**DOCUMENT:**
SUPREME COURT OF QUEENSLAND

CITATION:

R v Oates [2025] QCA 173

PARTIES:

R

v

OATES, Kerry David

(applicant)

FILE NO/S:

CA No 131 of 2025

DC No 600 of 2024

DIVISION:

Court of Appeal

PROCEEDING:

Sentence Application

ORIGINATING COURT:

District Court at Brisbane – Date of Sentence: 5 June 2025 (Cash KC DCJ)

DELIVERED ON:

16 September 2025

DELIVERED AT:

Brisbane

HEARING DATE:

10 September 2025

JUDGES:

Boddice and Doyle JJA and Crowley J

ORDERS:

  1. 1. The application for leave to appeal sentence is refused.
  2. 2. A warrant issue, such warrant to lie in the Registry for 24 hours to allow the applicant to first surrender himself into custody.

CATCHWORDS:

CRIMINAL LAW – APPEAL AND NEW TRIAL – APPEAL AGAINST SENTENCE – GROUNDS FOR INTERFERENCE – SENTENCE MANIFESTLY EXCESSIVE OR INADEQUATE – where the applicant pleaded guilty to two counts of indecent treatment of a child under 16, under 12 – where the applicant was sentenced to imprisonment for 6 months on each count, suspended after serving a period of 2 months’ imprisonment, for an operational period of 6 months – where the terms of imprisonment were ordered to be served concurrently – whether the sentencing judge failed to take into account a relevant consideration, namely delay, as a factor in the sentencing exercise – whether the sentencing judge erred in finding that the circumstances did not amount to exceptional circumstances within the meaning of s 9(4) of the Penalties and Sentences Act 1992 (Qld) – whether the sentences imposed were manifestly excessive

Penalties and Sentences Act 1992 (Qld), s 9(4)

Hili v The Queen (2010) 242 CLR 520; [2010] HCA 45, applied

COUNSEL:

M J Hynes for the applicant

S J Muir for the respondent

SOLICITORS:

Sibley Lawyers for the applicant

Director of Public Prosecutions (Queensland) for the respondent

  1. [1]
    BODDICE JA:  On 5 June 2025, the applicant pleaded guilty to two counts of indecent treatment of a child under 16, under 12.  It was ordered that he be imprisoned for 6 months on each count, suspended after serving a period of 2 months’ imprisonment, for an operational period of 6 months.  The terms of imprisonment were ordered to be served concurrently.
  2. [2]
    The applicant seeks leave to appeal his sentences.
  3. [3]
    Should leave be granted, the applicant relies on three grounds.  First, that the sentencing judge failed to take into account a relevant consideration, namely delay, as a factor in the sentencing exercise.  Second, that the sentencing judge erred in finding that the circumstances did not amount to exceptional circumstances within the meaning of s 9(4) of the Penalties and Sentences Act 1992 (Qld).  Third, that the sentences were manifestly excessive.

Offences

  1. [4]
    The offences were committed on 27 November 2022, against the one female complainant aged 4 years’ 7 months.  The applicant was aged 40 years.  He was aged 42 years at the date of sentence.

**GOAL 1:**
Tally the lines of the records below that contain the string "woman". Give only the number.

**Lines of data:**
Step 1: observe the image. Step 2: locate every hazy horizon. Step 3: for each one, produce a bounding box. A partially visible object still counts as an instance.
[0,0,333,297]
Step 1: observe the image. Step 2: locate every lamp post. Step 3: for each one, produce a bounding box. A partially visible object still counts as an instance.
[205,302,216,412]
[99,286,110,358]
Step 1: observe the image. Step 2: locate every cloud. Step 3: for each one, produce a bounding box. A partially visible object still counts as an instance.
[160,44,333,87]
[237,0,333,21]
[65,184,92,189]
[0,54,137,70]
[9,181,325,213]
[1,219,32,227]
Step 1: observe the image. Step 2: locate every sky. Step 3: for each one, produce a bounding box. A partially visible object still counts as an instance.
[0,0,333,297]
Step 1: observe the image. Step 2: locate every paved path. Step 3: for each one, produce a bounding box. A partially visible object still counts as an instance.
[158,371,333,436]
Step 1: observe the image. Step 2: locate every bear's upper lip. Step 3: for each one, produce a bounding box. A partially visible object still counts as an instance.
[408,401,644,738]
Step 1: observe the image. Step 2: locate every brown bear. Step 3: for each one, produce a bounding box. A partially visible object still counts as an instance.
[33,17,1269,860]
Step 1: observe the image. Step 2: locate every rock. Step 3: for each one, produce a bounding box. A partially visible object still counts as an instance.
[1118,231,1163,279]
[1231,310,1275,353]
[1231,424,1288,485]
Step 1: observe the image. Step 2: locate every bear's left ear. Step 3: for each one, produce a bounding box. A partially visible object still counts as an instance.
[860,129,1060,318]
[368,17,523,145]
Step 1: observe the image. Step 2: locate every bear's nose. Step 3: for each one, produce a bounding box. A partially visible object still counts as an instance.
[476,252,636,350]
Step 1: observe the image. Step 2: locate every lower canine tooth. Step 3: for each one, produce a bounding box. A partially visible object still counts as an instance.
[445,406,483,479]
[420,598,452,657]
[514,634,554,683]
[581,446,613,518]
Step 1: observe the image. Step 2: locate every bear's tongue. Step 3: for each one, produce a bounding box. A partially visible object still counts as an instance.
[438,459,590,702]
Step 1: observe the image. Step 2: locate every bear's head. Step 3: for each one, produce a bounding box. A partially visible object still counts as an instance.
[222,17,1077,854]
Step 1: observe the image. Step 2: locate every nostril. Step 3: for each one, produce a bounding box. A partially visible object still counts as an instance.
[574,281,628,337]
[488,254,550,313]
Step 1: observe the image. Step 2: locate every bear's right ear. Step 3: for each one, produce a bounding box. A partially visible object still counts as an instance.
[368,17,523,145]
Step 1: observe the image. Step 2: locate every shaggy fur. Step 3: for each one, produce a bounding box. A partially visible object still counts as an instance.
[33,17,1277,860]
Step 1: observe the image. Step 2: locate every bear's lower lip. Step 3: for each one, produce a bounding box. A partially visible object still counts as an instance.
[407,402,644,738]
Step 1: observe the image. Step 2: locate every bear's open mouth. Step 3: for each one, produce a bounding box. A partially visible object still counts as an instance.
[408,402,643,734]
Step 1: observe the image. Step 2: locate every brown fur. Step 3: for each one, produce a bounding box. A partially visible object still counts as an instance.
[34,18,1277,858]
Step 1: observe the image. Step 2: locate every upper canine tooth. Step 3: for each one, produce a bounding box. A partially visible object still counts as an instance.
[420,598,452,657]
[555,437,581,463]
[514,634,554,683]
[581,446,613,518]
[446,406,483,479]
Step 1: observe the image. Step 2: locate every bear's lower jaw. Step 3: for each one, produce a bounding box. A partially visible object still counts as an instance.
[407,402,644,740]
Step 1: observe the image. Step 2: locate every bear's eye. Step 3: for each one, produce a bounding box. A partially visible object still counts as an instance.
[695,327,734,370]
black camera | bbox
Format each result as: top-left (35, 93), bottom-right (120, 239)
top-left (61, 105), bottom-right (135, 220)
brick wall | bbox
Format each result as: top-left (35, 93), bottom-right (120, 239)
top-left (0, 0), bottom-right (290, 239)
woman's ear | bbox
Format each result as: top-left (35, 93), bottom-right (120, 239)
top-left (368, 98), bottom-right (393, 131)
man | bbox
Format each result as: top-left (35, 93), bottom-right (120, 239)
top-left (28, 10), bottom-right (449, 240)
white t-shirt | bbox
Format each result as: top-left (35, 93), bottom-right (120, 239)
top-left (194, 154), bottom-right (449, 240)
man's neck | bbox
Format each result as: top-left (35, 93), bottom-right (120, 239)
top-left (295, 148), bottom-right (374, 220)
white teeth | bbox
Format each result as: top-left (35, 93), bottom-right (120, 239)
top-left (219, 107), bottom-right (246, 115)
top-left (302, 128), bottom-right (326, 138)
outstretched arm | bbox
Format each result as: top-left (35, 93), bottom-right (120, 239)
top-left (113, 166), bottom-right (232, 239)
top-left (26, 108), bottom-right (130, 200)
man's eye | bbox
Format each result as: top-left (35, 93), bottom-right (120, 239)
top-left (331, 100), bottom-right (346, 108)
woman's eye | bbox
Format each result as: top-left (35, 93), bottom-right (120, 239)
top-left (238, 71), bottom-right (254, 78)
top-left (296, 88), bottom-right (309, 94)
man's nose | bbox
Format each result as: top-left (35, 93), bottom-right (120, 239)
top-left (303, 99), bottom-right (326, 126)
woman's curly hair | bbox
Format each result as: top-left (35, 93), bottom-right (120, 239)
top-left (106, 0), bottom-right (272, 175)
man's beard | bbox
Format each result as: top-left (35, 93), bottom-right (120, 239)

**GOAL 2:**
Retype the Court of Appeal judgment above from "1. 1. The application" up to and including "himself into custody.", with no changes.

**FULL SOLUTION 1:**
3

**FULL SOLUTION 2:**
1. 1. The application for leave to appeal sentence is refused.
  2. 2. A warrant issue, such warrant to lie in the Registry for 24 hours to allow the applicant to first surrender himself into custody.